Assigned task: The passage on herd immunity below names several diseases that have never reached herd immunity. List each of them.

Document extract:
********
The unmodified basic replication number, R0 (i.e. the mean number of replications per infection) of the original SARS-CoV-2 virus has been estimated at between 3.8 and 8.9, which makes the estimated heard immunity threshold to between 74% and 89% without social and physical modifications to reduce the incidence of transmission. The B.1.1.7 variant has an increase in infectiousness of between 40% and 70% which implies the adjusted herd immunity threshold is between 81% and 94%. Other rapidly spreading variants are believed to have an equal or greater R0 value.
It seems to have become an assumption that if we just let enough people get infected we’ll achieve some theoretical herd immunity threshold, although these assertions seem to most often be made by people who have no idea what herd immunity is or how it is actually achieved. There are, of course, many diseases such as mumps, measles, and chickenpox that are so transmissible and infectious that they never achieve any herd immunity and have continued to circulate in human populations for centuries if not millennia. Even smallpox with its relatively modest R0 of between 3.5-5.0 never achieved herd immunity globally and continued to ravage through populations until modern public health methods were instituted to control it and a massive global vaccination campaign was launched to eradicate it.
********
Data to examine:

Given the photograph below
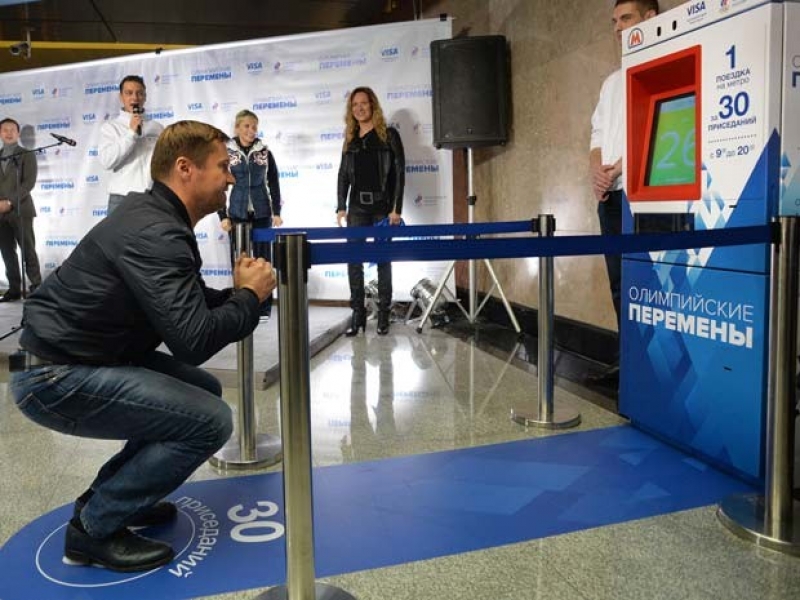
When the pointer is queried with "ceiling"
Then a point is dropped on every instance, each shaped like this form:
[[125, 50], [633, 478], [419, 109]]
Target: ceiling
[[68, 31]]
********
Task answer: Mumps, measles, chickenpox, smallpox